Text passage -
+ + + + +

Skip to content

Sharding Key

The most important sharding decision

The sharding key determines which shard a row lives on. A bad sharding key causes hotspots — one shard gets all the traffic while others sit idle. A good sharding key distributes load evenly and aligns with your access patterns.


The access patterns drive the key choice

Two queries:

Redirect (read)  → given short_code, return long_url
Creation (write) → given long_url, generate short_code and insert

For the redirect query, you always have the short code — it's right there in the URL the user clicked. If you shard by short code, you can route directly to the correct shard without any lookup.

For the creation query, the app server generates the short code before inserting. So by the time the INSERT hits the database, the short code already exists. You can shard the write the same way as the read.

One sharding key for both reads and writes: short_code.


Why not shard by long_url?

The long URL is what the user provides on creation. The instinct might be: shard by long URL so you can check if the same long URL was already shortened before.

But we scoped this out in FR — the system does not deduplicate. Two users submitting the same long URL get two different short codes. There is no need to look up by long URL at all.

+ + + + +

Information shown -
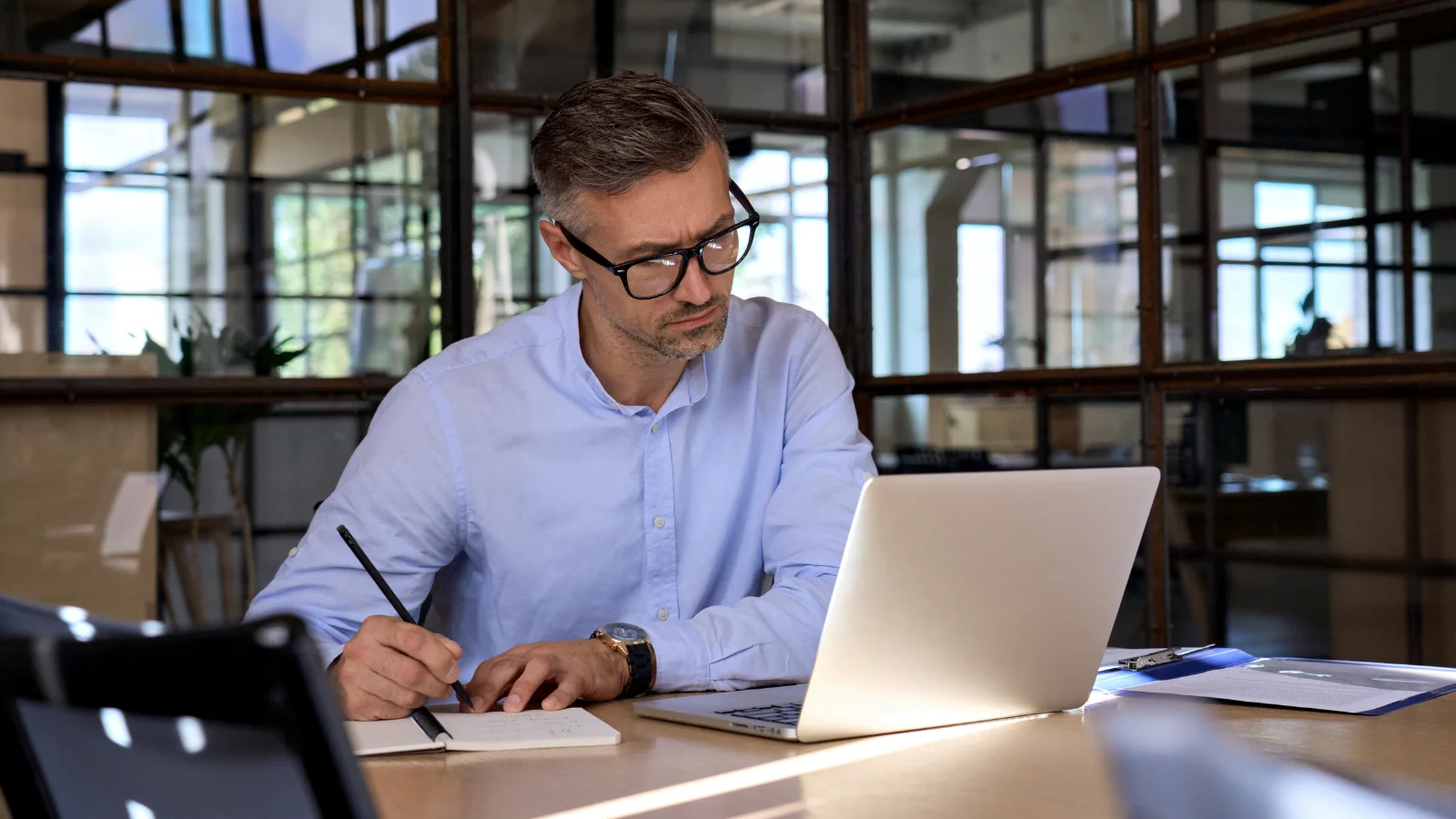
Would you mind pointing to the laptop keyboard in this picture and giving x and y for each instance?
(785, 714)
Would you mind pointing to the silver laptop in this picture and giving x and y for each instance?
(960, 598)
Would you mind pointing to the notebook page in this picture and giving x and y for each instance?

+ + + + +

Exercise 1 - In the sharding key passage, condense the paragraph beginning "For the redirect query" into one shorter sentence that keeps its main facts.
Exercise 2 - According to the sharding key passage, what happens when two users submit the same long URL?
Exercise 3 - Pick up the sharding key passage after its final sentence and carry it forward.

Task answer 1 - The short code is always in the URL the user clicked, so sharding by short code lets a redirect go straight to the correct shard with no lookup.

Task answer 2 - They get two different short codes.

Task answer 3 -
Sharding by long URL would mean: - Redirect queries arrive with a short code → you don't know which shard to go to → you'd need a lookup table → extra hop on every redirect

That's the worst possible outcome for a read-heavy system. The 100k reads/sec redirect flow would pay an extra network round trip on every request.


Why short_code is the right key

Redirect arrives with short_code → hash(short_code) → shard number → direct query
Creation generates short_code    → hash(short_code) → shard number → direct insert

No extra lookups. No cross-shard queries. Every operation knows exactly which shard to hit from the short code alone.

Short code is also globally unique — no two rows share a short code. This means no shard will ever have to handle two rows with the same key. The data distributes cleanly.


Hot shard risk

One concern with any sharding key: hotspots. If a celebrity tweets a link and one short code gets 10M clicks in an hour, does that overwhelm one shard?

The answer here is no — because caching absorbs the spike. A viral short code is cached in Redis. The shard never sees the 10M clicks. It only sees the 20% of traffic that misses the cache, spread across all short codes — not concentrated on one.

Caching and sharding work together. Caching prevents hot shards. Sharding handles storage growth.


Interview framing

"Shard by short_code. Redirect queries always arrive with the short code — direct routing to the correct shard, no extra hops. Creation generates the short code before inserting — same routing logic. No deduplication in scope so no need to look up by long URL. Hot shard risk is mitigated by caching — viral URLs are served from Redis, the shard never sees the spike."